DIRECTIVE 1: For the passage on the Countess of Dia below, list each author surname that appears in its parenthetical citations, naming each one once.

About four hundred names of male troubadours have been preserved, but only about twenty names of women. (The number varies; some anonymous poems may or may not be by women, some attributions are contested, and some men sometimes wrote in female personae.) There are vidas for only eight of them—five are their own, three are mentions in the vidas of others—and most of them are well-connected women from powerful families. Of those women, the Countess of Dia is the one whose poems have come down to us in the greatest number of copies, a testament to the appeal of her work to the early compilers. In addition, we have music for one of her texts, and we have none for any of the other trobairitz, the Old Occitan term for female troubadours. By exploring what we can know about the Countess of Dia and her poems, we might be able to address the larger question about the women troubadours. In a poetic tradition so focused on men's love for women, do the women have different things to say?

Life: vida versus history

The manuscripts that preserve the poems of the troubadours date from the thirteenth century or later. But the people who wrote the Old Occitan poems lived and flourished mostly in the twelfth century. We know this because many of the troubadours were nobles, even kings, and their activities are independently recorded in other documents such as chronicles, charters, church records, and letters. (Guilhem I of Peitieu and Raimbaut d'Aurenga are examples.) The poems also commonly talk about other people who lived and wrote during the same period—they are deeply intertextual—so historians can often make inferences about one poet from the works of others. The interplay among the poems and the hints of romantic involvement among the participants have tempted romance-minded readers to dig into the texts for narrative excitement. That excitement, followed upon by historians of the nineteenth century, yields the following standard picture:

The Countess of Dia, whose name we think was Beatriz because of names in other documents, was married to Guilhem, count of Poitou, or Poitiers. She lived during the twelfth century; the timing is uncertain. The place called Dia, whether she lived there or was born there, is assumed to be the modern town of Die, in the Drôme department of southeastern France. Like other noble women, the countess would have enjoyed relative wealth, authority over her husband's vassals when he was away fighting, and the pleasures of the social life of her own court. She would have been the object of courtly attentions by those vassals and by other noble men who were singers, poets, and followers of fin'amor in the fashion of the day. Raimbaut d'Orange, or d'Aurenga, the troubadour named in her vida, was prominent among those poets, and among his many poems is a tenso, or debate poem, between two lovers that seems a perfect counterpart to the sad narrative in the Countess's songs. Her songs and his support the idea in the vida of a love affair between them. The two seem like the perfect model of the courtly-love story.

And this is where the problems begin concerning "the mysterious Beatriz, countess of Die, whose name was not Beatriz, who may never have been a true countess, and who possibly did not come from Die" (Burl 154). Despite the confident sound of the biographical sketch above, the fact is that many decades of research have not turned up a woman who corresponds exactly to the details stated in the vida. On the one hand, "the Countess of Dia" is attested in a charter from the late 12th or early 13th century (Paden, Voice 231). On the other hand, no one can find a Guilhem of Poitou who held title to the county of Die (Bogin 163-4). The modern town of Die is an unimportant and out-of-the-way place, an unlikely location for a cultured court, and its medieval inhabitants seem to have used a nonstandard dialect, not the Old Occitan of the important troubadours (Burl 154). The mismatches of data in this case are all the more striking because in most cases the place names in the vidas are quite precise, so that we know they must have been first recorded by people who knew those places (Schutz 225-232).

RECORDS SUPPLIED:

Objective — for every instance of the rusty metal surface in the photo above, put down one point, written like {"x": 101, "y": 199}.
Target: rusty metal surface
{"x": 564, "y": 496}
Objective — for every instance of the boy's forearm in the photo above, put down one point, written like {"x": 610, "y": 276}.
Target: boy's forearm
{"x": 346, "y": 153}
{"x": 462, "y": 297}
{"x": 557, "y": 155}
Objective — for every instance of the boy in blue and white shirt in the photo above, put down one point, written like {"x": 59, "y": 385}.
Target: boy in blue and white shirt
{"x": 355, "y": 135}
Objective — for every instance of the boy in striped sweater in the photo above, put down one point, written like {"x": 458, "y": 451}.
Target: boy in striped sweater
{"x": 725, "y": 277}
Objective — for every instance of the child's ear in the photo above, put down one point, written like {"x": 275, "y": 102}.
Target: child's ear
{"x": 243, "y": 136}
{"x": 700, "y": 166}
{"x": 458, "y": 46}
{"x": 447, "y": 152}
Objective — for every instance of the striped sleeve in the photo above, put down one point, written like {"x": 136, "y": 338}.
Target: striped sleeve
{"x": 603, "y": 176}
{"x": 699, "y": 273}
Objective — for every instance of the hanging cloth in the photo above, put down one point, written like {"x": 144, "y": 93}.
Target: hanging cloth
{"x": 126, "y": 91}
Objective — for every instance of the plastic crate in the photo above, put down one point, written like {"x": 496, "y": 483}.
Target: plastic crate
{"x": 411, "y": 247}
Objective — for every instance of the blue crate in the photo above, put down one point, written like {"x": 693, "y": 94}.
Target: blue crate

DIRECTIVE 2: Repeat the lines of the listing above, from the line with "Objective — for every instance of the blue" through the last line of the listing, both included.

WRITTEN RESPONSE 1: Burl, Paden, Bogin, Schutz

WRITTEN RESPONSE 2:
Objective — for every instance of the blue crate in the photo above, put down one point, written like {"x": 693, "y": 94}.
Target: blue crate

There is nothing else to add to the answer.